[BEGIN Records shown]

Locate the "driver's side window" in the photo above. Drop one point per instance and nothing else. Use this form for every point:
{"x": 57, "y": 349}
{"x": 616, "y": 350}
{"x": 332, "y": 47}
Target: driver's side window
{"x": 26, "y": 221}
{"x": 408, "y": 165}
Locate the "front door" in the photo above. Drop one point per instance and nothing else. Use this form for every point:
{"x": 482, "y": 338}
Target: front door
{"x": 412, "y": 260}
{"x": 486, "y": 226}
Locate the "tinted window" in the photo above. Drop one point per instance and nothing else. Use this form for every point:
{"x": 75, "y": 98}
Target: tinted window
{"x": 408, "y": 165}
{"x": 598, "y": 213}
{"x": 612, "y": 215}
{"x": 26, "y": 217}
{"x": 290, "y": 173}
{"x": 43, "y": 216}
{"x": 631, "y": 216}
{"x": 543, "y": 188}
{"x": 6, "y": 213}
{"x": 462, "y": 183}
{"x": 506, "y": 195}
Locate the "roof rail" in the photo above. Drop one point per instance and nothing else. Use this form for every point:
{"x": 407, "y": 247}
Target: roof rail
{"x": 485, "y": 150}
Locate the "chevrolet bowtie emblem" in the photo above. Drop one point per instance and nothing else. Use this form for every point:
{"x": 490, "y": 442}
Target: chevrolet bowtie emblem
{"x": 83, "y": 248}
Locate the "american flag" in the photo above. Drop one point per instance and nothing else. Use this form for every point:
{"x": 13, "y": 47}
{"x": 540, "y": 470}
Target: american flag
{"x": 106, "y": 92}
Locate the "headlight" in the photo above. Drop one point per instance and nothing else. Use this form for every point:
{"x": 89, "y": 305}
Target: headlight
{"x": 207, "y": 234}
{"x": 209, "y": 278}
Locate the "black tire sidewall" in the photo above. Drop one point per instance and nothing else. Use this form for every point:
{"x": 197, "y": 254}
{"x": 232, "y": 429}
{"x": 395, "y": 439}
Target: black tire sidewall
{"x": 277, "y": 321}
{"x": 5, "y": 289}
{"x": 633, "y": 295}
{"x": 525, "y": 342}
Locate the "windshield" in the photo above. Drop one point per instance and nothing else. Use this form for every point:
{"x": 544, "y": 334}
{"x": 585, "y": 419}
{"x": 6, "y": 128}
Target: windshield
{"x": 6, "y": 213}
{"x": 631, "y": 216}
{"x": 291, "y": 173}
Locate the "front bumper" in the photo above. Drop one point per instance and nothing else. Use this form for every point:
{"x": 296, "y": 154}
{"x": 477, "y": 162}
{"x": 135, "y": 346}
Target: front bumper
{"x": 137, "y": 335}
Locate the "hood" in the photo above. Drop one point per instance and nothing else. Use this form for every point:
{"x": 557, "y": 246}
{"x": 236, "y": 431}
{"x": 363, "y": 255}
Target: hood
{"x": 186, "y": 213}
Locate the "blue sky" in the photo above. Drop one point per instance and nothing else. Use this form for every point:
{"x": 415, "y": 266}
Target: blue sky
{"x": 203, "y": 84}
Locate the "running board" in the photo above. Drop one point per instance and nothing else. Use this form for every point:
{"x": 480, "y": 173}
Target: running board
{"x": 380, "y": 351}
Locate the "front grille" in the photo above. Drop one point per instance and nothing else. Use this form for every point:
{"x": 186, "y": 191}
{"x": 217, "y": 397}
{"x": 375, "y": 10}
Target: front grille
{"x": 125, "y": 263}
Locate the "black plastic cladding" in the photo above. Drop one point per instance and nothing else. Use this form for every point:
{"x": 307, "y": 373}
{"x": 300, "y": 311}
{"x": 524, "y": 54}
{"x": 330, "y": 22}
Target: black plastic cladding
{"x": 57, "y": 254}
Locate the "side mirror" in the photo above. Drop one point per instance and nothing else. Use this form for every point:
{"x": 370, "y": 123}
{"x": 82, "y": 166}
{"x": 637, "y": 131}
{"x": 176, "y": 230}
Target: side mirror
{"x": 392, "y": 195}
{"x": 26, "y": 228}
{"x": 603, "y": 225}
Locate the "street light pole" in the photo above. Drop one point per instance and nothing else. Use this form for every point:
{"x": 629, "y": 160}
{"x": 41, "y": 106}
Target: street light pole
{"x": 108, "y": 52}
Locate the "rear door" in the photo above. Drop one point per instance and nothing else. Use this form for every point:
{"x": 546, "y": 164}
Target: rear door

[END Records shown]

▶ **Exercise details**: Please count the lines above that contain the word "bumper", treating uppercase and lowercase as different. Reply with only that count.

▶ **Reply to the exercise**: 2